> **Quoted text**:
To begin with, I suppose it will be conceded that we really cannot guide ourselves through and through. There are certain large tracts of life totally unamenable to consciousness.

Of our two most important acts, and those by which the remaining ones are principally affected, birth and death, the one is necessarily removed from conscious guidance, and the other is universally condemned if so guided. We do not--as we have previously seen--happen to be present at our birth, and so are quite cut off from controlling that. Yet the conditions of birth very considerably shape everything else in life. We cannot, then, be purely spiritual; it is impossible. We must be natural beings at our beginning; and at the other end the state of things is largely similar, for we are not allowed to fix the time of our departure. The Stoics were. "If the house smokes," they said, "leave it." When life is no longer worth while, depart. But Christianity will not allow this. Death must be a natural affair, not a spiritual. I am to wait till a wandering bacillus alights in my lung. He will provide a suitable exit for me. But neither I nor my neighbors must decide my departure. Let laws of nature reign.

And if these two tremendous events are altogether removed from conscious guidance, many others are but slightly amenable to it. The great organic processes both of mind and body are only indirectly, or to a partial extent, under the control of consciousness. A few persons, I believe, can voluntarily suspend the beating of their hearts. They are hardly to be envied. The majority of us let our hearts alone, and they work better than if we tried to work them. Though it is true that we can control our breathing, and that we occasionally do so, this also in general we wisely leave to natural processes. A similar state of affairs we find when we turn to the mind itself. The association of ideas, that curious process by which one thought sticks to another and through being thus linked draws after it material for use in all our intellectual constructions, goes on for the most part unguided. It would be plainly useless, therefore, to treat our great distinction as something hard and fast. Nature and spirit may be contrasted; they cannot be sundered. Spirit removed from nature would become impotent, while nature would then proceed on a meaningless career.

> **What is asked**:
1. Translate this sentence from the passage on nature and spirit into Spanish: "Nature and spirit may be contrasted; they cannot be sundered."
2. In the passage on nature and spirit, what did the Stoics say to do "if the house smokes"?
3. Carry on the passage on nature and spirit from its last sentence.
The material after the passage has no part in this.

> **Data section**:
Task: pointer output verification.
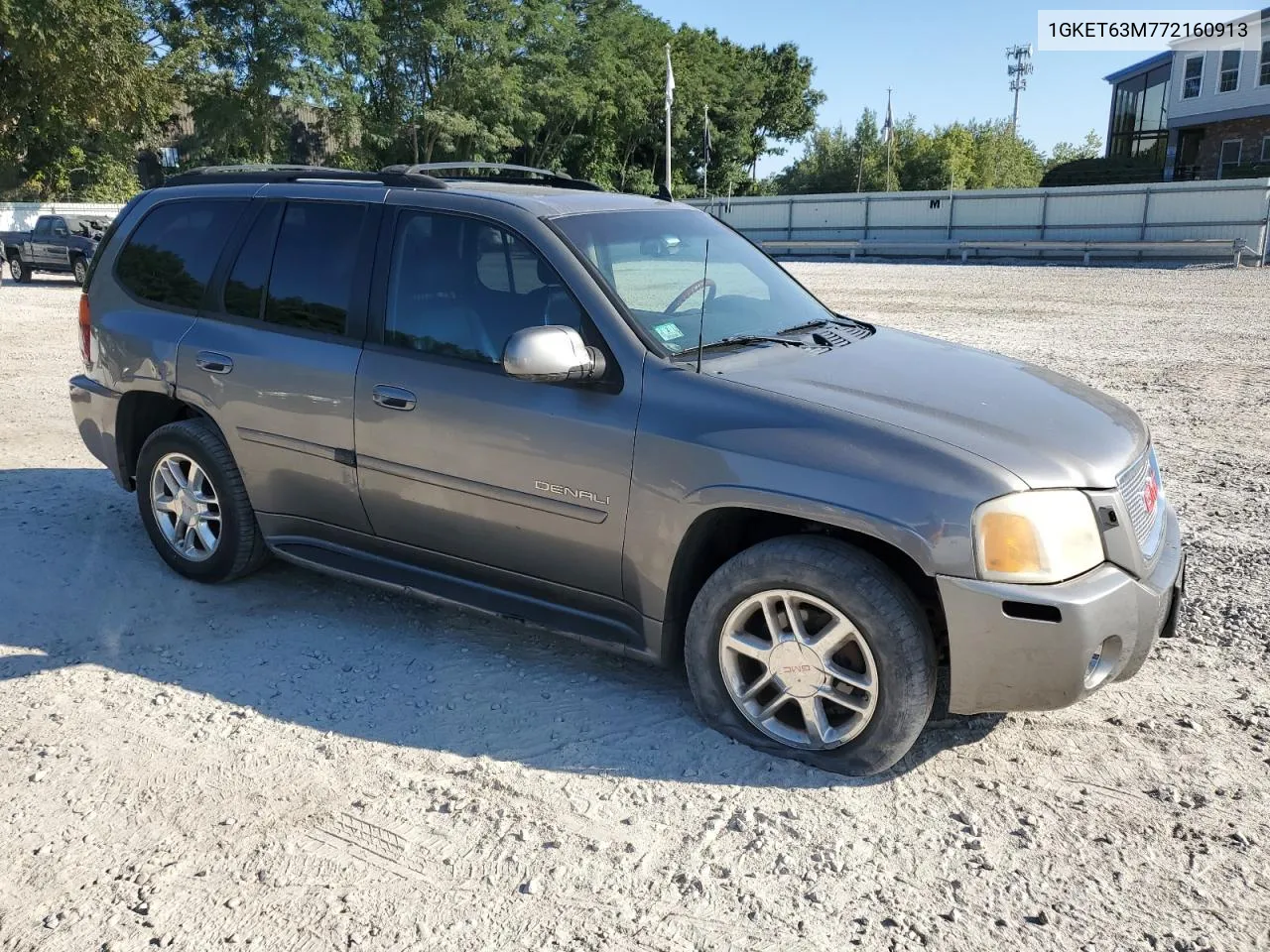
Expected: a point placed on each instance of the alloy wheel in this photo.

> **Task answers**:
1. La naturaleza y el espíritu pueden contrastarse; no pueden separarse.

2. Leave it.

3.
Then too there are all sorts of degrees in consciousness. No man was ever so conscious of himself and his acts that he could not be more so. When introspection is causing us our sharpest distress, it may still be rendered more minute. That is one cause of its peculiar anguish. We are always uncertain whether our troubles have not arisen from too little self-consciousness, and we whip ourselves into greater nicety and elaborateness of personal observation. Varying through a multitude of degrees, the fullness of consciousness is never reached. A more thorough exercise of it is always possible. At the last, nature must be admitted as a partner in the control of our lives, and her share in that partnership the present age believes to be a large one.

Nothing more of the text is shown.